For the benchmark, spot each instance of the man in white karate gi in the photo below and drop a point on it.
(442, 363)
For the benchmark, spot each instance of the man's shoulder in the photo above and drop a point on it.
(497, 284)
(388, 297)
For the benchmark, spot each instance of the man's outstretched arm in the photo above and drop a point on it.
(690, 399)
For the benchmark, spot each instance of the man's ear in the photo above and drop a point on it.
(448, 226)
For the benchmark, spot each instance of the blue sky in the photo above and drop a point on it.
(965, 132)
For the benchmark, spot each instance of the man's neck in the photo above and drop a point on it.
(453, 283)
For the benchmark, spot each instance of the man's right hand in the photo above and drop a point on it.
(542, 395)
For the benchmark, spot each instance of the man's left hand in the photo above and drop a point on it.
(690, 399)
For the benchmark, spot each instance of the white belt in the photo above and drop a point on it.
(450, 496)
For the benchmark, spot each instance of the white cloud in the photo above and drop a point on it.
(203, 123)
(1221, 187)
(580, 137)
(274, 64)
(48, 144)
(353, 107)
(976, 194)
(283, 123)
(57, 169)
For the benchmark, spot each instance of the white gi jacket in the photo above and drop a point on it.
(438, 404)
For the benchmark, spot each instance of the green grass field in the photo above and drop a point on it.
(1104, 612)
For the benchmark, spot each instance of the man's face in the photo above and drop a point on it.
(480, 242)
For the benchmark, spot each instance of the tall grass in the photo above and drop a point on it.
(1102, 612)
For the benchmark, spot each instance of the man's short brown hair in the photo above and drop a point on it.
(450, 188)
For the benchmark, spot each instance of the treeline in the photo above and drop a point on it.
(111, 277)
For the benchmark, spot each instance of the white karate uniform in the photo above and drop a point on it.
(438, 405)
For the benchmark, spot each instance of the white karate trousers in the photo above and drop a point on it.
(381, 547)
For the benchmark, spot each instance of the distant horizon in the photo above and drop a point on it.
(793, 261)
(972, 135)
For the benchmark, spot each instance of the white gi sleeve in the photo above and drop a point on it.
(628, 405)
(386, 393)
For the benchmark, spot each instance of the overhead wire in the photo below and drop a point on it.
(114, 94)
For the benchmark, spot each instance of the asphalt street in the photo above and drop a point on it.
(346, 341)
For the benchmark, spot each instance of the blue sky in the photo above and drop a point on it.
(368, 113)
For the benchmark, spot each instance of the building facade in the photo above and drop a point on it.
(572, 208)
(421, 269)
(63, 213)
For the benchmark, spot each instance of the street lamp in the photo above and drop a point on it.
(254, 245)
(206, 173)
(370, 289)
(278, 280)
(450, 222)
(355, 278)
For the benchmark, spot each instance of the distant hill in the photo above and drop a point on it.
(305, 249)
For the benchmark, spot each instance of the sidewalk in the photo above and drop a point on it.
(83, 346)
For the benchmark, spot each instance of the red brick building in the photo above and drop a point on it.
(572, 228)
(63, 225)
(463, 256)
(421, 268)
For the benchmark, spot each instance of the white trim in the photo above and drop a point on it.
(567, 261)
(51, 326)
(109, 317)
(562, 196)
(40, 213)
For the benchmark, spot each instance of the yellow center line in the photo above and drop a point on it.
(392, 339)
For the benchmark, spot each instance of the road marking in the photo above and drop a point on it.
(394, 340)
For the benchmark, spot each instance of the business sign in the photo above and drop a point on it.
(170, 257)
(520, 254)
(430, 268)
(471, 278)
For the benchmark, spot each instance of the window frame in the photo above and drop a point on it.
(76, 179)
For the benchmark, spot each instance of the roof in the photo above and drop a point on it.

## WHAT THE EXERCISE ASKS
Copy out all the items above, switching "drop a point on it" to "place a marker on it" wherever it occurs and changing nothing else.

## SOLUTION FOR THIS PROBLEM
For the benchmark, spot each instance of the man in white karate gi in the photo below and place a marker on it.
(442, 363)
For the benchmark, spot each instance of the man's shoulder in the photo above and place a marker on it.
(497, 284)
(388, 297)
For the benchmark, spot each instance of the man's outstretched arm in the photo above and place a marker on it.
(690, 399)
For the benchmark, spot each instance of the man's ear in the photo above and place a marker on it.
(448, 226)
For the benchmark, spot each instance of the blue sky in the photo above and place a marker on it.
(965, 132)
For the benchmark, spot each instance of the man's neck in the photo above and place a marker on it.
(453, 283)
For the benchmark, spot each instance of the man's right hand in the photo above and place a marker on it.
(542, 395)
For the benchmark, spot each instance of the man's left hand in the photo above and place a marker on it.
(690, 399)
For the benchmark, spot each instance of the white belt in the photo above and place a marker on it.
(450, 496)
For the benchmark, spot each instance of the white cloud in the photo above and place a marker on it.
(203, 123)
(1221, 187)
(580, 137)
(274, 64)
(48, 144)
(353, 107)
(976, 194)
(283, 123)
(57, 169)
For the benchmark, spot each instance of the white gi jacket in the photo above and place a marker on it.
(438, 404)
For the benchmark, spot each instance of the green grass field in the photo above and place a marker on it.
(1104, 612)
For the benchmark, spot each instance of the man's face in the photo above and place a marker on it.
(480, 242)
For the benchmark, spot each instance of the tall grass in the photo above and place a marker on it.
(1102, 612)
For the benchmark, spot each instance of the man's short brown hair in the photo above and place a marker on it.
(450, 188)
For the benchmark, spot each instance of the treeline in the photo above and place a marker on it.
(111, 277)
For the benchmark, spot each instance of the white karate uniform in the photo above and place a marker on it.
(438, 405)
For the benchmark, spot each instance of the white karate trousers in the photo above and place a marker on it.
(381, 547)
For the benchmark, spot each instance of the distant horizon in the photo above and place a marker on it.
(793, 261)
(972, 135)
For the benchmark, spot each instance of the white gi sleeve in the photo above and place a marker on it.
(628, 405)
(386, 393)
For the benchmark, spot each instance of the overhead wire in the photo below and place a marker on it.
(114, 94)
For the benchmark, spot each instance of the asphalt street in the photo above and place a marker on it.
(346, 341)
For the benchmark, spot each instance of the blue sky in the photo above and place a marker on it.
(368, 113)
For the benchmark, spot each instance of the building facade in the photo above and place a marker on it.
(572, 208)
(421, 269)
(63, 213)
For the benchmark, spot each instance of the street lamp in the photo above and place a marker on it.
(254, 245)
(206, 173)
(370, 289)
(278, 280)
(450, 222)
(355, 278)
For the benchmark, spot each instance of the distant hill in the photo above and place a marker on it.
(305, 249)
For the benchmark, spot each instance of the sidewalk in the photo above and place a marker on it.
(83, 346)
For the benchmark, spot each instance of the red brick building in the photo above and place a marker on it.
(572, 228)
(63, 225)
(463, 256)
(421, 268)
For the benchmark, spot each instance of the white trim in the photo above and place a marker on it.
(567, 261)
(51, 326)
(109, 317)
(562, 196)
(40, 213)
For the benchmark, spot each instance of the yellow center line in the photo above and place a marker on it.
(392, 339)
For the benchmark, spot each instance of the road marking in the photo above and place a marker on it.
(394, 340)
For the benchmark, spot each instance of the business sign in the photo above and place a marker on it.
(170, 257)
(520, 254)
(430, 268)
(471, 278)
For the benchmark, spot each instance of the window frame in the photo above and place a marker on it.
(76, 179)
For the benchmark, spot each instance of the roof in the photo above and place a marker on it.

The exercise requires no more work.